*Your task*.
Copy the records below exactly, omitting any pictures they contain.

[Items from a data source]
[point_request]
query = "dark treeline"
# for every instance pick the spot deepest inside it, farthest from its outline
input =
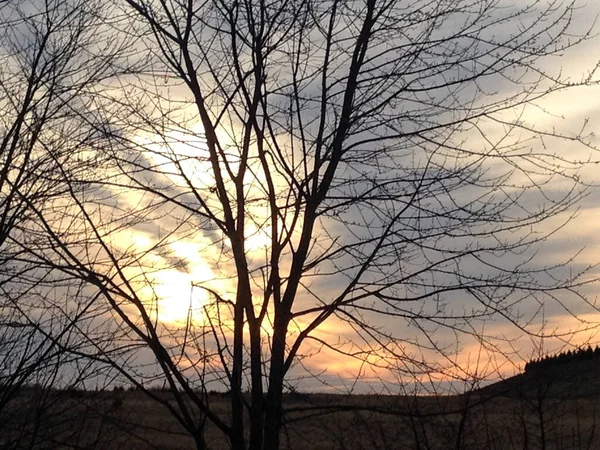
(550, 361)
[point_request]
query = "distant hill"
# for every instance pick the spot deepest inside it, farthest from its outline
(571, 374)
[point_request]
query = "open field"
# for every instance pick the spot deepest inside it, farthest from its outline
(129, 419)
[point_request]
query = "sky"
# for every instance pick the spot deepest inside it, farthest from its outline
(176, 266)
(566, 319)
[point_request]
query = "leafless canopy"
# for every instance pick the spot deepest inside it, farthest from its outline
(343, 177)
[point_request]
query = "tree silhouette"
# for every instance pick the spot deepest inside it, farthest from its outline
(342, 179)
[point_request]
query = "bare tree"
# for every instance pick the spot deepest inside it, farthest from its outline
(285, 172)
(52, 55)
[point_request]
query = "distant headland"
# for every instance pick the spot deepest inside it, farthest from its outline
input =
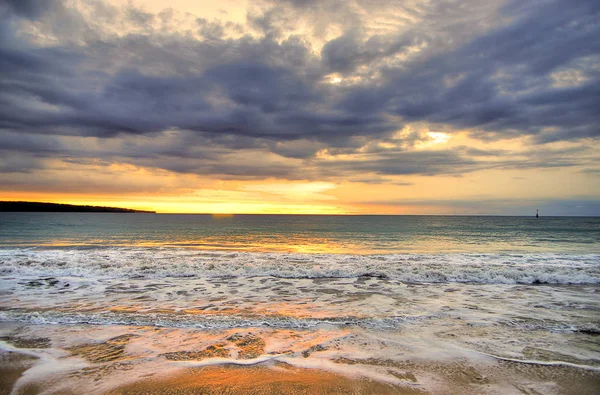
(6, 206)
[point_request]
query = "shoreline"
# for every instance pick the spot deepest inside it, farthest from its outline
(141, 360)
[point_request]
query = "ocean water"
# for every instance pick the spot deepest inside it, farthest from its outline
(348, 294)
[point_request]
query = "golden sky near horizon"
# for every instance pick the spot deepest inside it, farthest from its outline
(322, 107)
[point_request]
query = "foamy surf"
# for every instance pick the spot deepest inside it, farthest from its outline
(98, 263)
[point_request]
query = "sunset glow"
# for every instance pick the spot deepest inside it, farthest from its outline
(299, 107)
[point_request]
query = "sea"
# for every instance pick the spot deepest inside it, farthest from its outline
(433, 304)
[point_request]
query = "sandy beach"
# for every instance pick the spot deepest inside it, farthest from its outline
(142, 360)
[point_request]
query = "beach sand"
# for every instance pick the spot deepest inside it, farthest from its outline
(128, 362)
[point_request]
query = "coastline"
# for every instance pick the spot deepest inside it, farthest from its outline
(137, 360)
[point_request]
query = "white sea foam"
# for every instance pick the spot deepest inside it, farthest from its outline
(548, 268)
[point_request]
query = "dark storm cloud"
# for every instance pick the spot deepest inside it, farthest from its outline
(272, 93)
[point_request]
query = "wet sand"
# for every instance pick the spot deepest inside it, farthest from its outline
(279, 379)
(132, 361)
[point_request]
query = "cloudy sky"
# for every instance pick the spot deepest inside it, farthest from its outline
(303, 106)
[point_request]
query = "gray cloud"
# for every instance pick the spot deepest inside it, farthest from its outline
(222, 95)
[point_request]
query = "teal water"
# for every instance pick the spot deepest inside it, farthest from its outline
(480, 293)
(299, 233)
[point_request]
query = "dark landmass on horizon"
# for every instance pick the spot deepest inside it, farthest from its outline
(8, 206)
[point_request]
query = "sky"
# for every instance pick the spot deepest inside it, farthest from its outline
(303, 106)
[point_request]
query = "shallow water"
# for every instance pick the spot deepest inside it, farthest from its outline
(440, 304)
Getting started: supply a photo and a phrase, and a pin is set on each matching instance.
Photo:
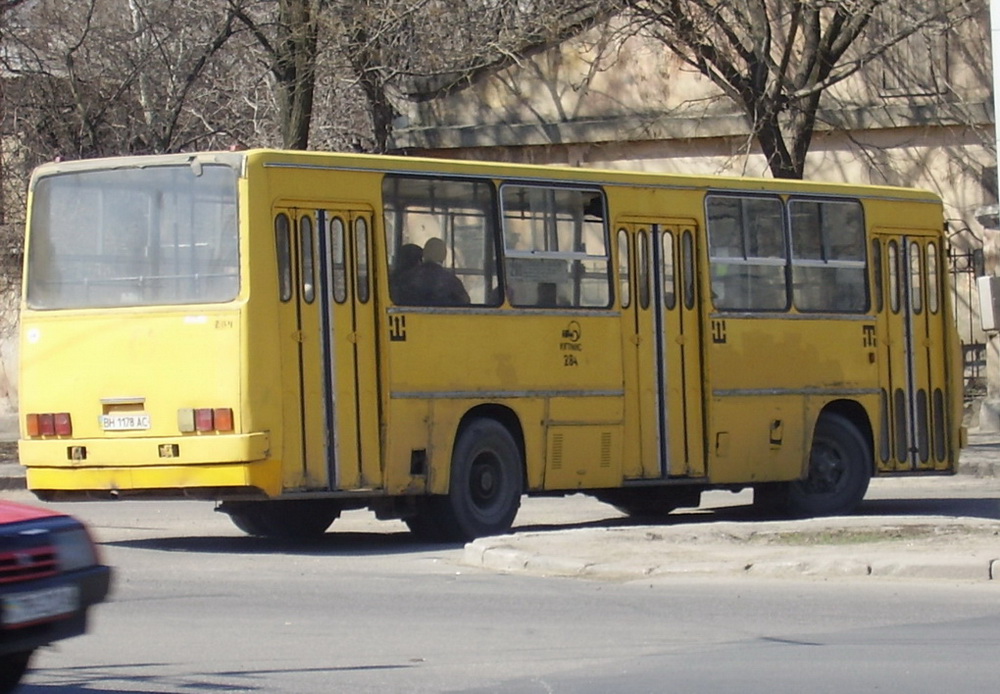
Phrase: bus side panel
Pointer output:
(459, 360)
(768, 380)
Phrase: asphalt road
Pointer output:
(197, 606)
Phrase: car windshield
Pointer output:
(134, 237)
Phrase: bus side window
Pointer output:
(669, 272)
(361, 240)
(555, 236)
(687, 260)
(877, 272)
(308, 261)
(623, 264)
(450, 224)
(283, 247)
(933, 282)
(642, 268)
(892, 256)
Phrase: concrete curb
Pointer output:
(964, 549)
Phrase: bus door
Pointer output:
(644, 411)
(350, 375)
(911, 345)
(663, 410)
(679, 334)
(328, 356)
(299, 319)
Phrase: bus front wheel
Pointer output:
(484, 494)
(840, 465)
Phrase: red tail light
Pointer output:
(203, 420)
(49, 424)
(223, 417)
(63, 424)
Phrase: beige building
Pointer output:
(922, 116)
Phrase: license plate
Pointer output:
(39, 605)
(131, 421)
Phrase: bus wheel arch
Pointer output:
(840, 464)
(487, 476)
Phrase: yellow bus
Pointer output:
(292, 334)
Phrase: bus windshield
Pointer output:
(134, 237)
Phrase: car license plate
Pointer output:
(125, 421)
(38, 605)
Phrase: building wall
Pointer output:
(607, 102)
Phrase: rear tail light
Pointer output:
(49, 424)
(205, 419)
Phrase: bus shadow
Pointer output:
(331, 544)
(982, 508)
(353, 543)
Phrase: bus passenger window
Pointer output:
(748, 255)
(555, 236)
(361, 240)
(916, 279)
(441, 241)
(828, 256)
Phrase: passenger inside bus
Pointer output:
(401, 280)
(440, 286)
(428, 282)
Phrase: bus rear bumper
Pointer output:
(201, 467)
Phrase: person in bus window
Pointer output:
(403, 283)
(438, 286)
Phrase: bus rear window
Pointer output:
(134, 237)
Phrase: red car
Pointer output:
(50, 574)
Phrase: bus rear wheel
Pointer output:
(283, 519)
(484, 494)
(840, 465)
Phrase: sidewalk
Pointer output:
(922, 547)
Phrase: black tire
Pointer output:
(486, 484)
(248, 519)
(12, 669)
(840, 467)
(290, 520)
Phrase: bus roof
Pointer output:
(246, 159)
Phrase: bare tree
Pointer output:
(391, 50)
(775, 59)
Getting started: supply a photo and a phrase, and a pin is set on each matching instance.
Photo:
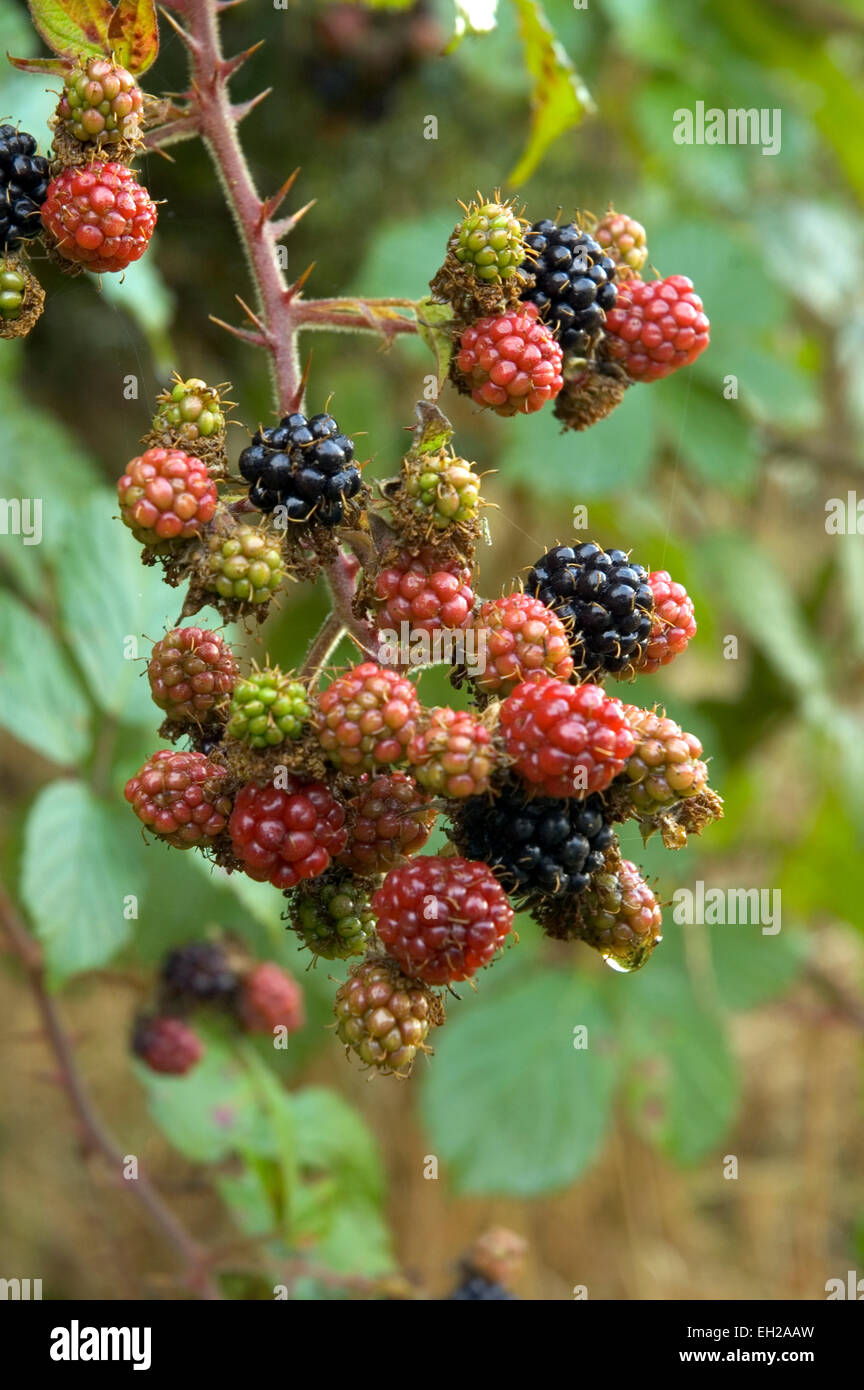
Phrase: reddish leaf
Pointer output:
(134, 34)
(72, 27)
(56, 66)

*Output for this exercise*.
[point_request]
query = "dark treeline"
# for every instance pick the spot deepest inside it, farthest from its outline
input =
(550, 361)
[point_request]
query = "distant hill"
# for every instance pick the spot deepest inside it, farthest from its outline
(571, 374)
[point_request]
query = "open field"
# for every instance pick the spot deepest inside it, farthest from its outline
(129, 419)
[point_request]
query = "sky"
# for every instance pick the spot deepest inside it, farthest from its outline
(176, 266)
(566, 319)
[point_request]
query = "leafless canopy"
# for every instance pick the spot deepest inside it, farthest from its outline
(343, 177)
[point_request]
query = "tree silhouette"
# for every instance pick the spot deepest inside it, farthest from its outline
(342, 179)
[point_request]
query = "bare tree"
# for every instance pick the spot deepest inside it, farthest from its outline
(285, 172)
(52, 55)
[point_request]
query = "distant headland"
# for every instance pick the spot deepest inside it, farthest from its outline
input =
(6, 206)
[point_request]
query = "shoreline"
# for every instance pick the spot deepest inside it, farthest from its outline
(141, 360)
[point_request]
query = "ocean water"
# for every instance pick the spot deepest inside it, farthest from its outline
(348, 294)
[point_request]
query = "golden sky near horizon"
# for every instance pick the spot deepest inside it, farthest from its outline
(322, 107)
[point_request]
query = "foamy surf"
# for every instance pick the spot deepest inside it, farthest from its outline
(98, 263)
[point_request]
query = "sunset glow"
# for every instance pick the spot deepest inside it, farthest from its outline
(299, 107)
[point_request]
query = "sea"
# for every instance pick the spot deepest inside it, farthest from its outline
(433, 304)
[point_request]
query = "sandy beach"
# for every instance pick the spot deepest inside it, farthest from its outline
(142, 360)
[point_request]
query = "beach sand"
# for every instance pick the spot deepest inside it, farthest from its outline
(128, 362)
[point_request]
query = "coastline"
# for every instance pick the spot deepest inside it, farthest from its outline
(137, 360)
[point_request]
query = "white sea foam"
# for every instance pick the spot deepest inside it, farthest from its outline
(548, 268)
[point_request]
query = "dark storm cloud"
# for every instance pick the spot deepest inside it, farthest from its outline
(272, 93)
[point_request]
query = "wet sand"
# for every instance pick the spot deepest inside it, farthest from its outline
(279, 379)
(132, 361)
[point_request]
query = "cloudy sky"
# for every instance pick the spot deepest inside it, farthest from its outline
(303, 106)
[point_request]
query = "gray cloud"
# for every instance pick the spot deepest inside it, farthest from its outline
(222, 95)
[point_request]
query = "teal water"
# for every instance pick the spot deepest inside it, farthest from its outline
(480, 293)
(299, 233)
[point_request]
query = "dark landmass on horizon"
# for every instance pick the spot deepest inside it, farthest from its outline
(8, 206)
[point_request]
query = "sky"
# for every instance pick the spot deepest inside it, farthest from its outline
(303, 106)
[point_request]
query = "shallow water"
# for every instance pick the spot deepest inside it, farthest from its outline
(440, 304)
Getting started: supply a photo and a phrase, and a pin is set on each matching instance.
Photo:
Phrase: bus side panel
Pointer output:
(459, 360)
(768, 380)
Phrase: asphalt road
Pointer output:
(197, 606)
Phrase: car windshield
Pointer output:
(134, 237)
Phrase: bus side window
Pointer output:
(669, 272)
(361, 240)
(555, 236)
(687, 260)
(877, 272)
(308, 261)
(623, 264)
(450, 224)
(283, 247)
(933, 282)
(642, 268)
(892, 256)
Phrase: concrete curb
Pointer output:
(964, 549)
Phrase: bus door
Pointer output:
(644, 411)
(350, 375)
(911, 345)
(663, 410)
(679, 334)
(328, 356)
(299, 319)
Phrase: bus front wheel
Pointer output:
(484, 494)
(840, 465)
Phrase: red tail light
Pointer output:
(203, 420)
(49, 424)
(223, 417)
(63, 424)
Phrase: beige building
Pointer output:
(922, 116)
Phrase: license plate
Pointer output:
(39, 605)
(131, 421)
Phrase: bus wheel arch
Pointer output:
(840, 464)
(487, 476)
Phrase: yellow bus
Pointer output:
(292, 334)
Phrase: bus windshield
Pointer output:
(134, 237)
Phrase: car license plate
Pointer output:
(125, 421)
(38, 605)
Phrase: building wall
Pointer output:
(607, 102)
Phrase: rear tail light
Pointer output:
(49, 424)
(205, 419)
Phrase: bus shadow
Pointer output:
(331, 544)
(982, 508)
(353, 543)
Phrase: bus passenger window
Pointer output:
(748, 255)
(555, 236)
(361, 240)
(916, 279)
(441, 241)
(828, 256)
Phrase: passenger inside bus
Pointer output:
(401, 280)
(440, 286)
(428, 282)
Phrase: bus rear bumper
Pointer output:
(201, 467)
Phrase: person in bus window
Pointer output:
(403, 283)
(438, 286)
Phrase: bus rear window
Pointer output:
(134, 237)
Phrase: red car
Pointer output:
(50, 574)
Phrase: bus rear wheel
Pointer output:
(283, 519)
(484, 494)
(840, 465)
Phrase: sidewalk
Pointer output:
(922, 547)
Phrase: black tire
Pointer output:
(486, 484)
(248, 519)
(12, 669)
(840, 467)
(290, 520)
Phrase: bus roof
Pointer output:
(246, 159)
Phrase: bare tree
Pointer output:
(391, 50)
(775, 59)
Getting started: supply a photo and a phrase, and a pin is set on each matching instance.
Photo:
Phrase: reddish leaf
Pointer output:
(134, 34)
(72, 27)
(56, 66)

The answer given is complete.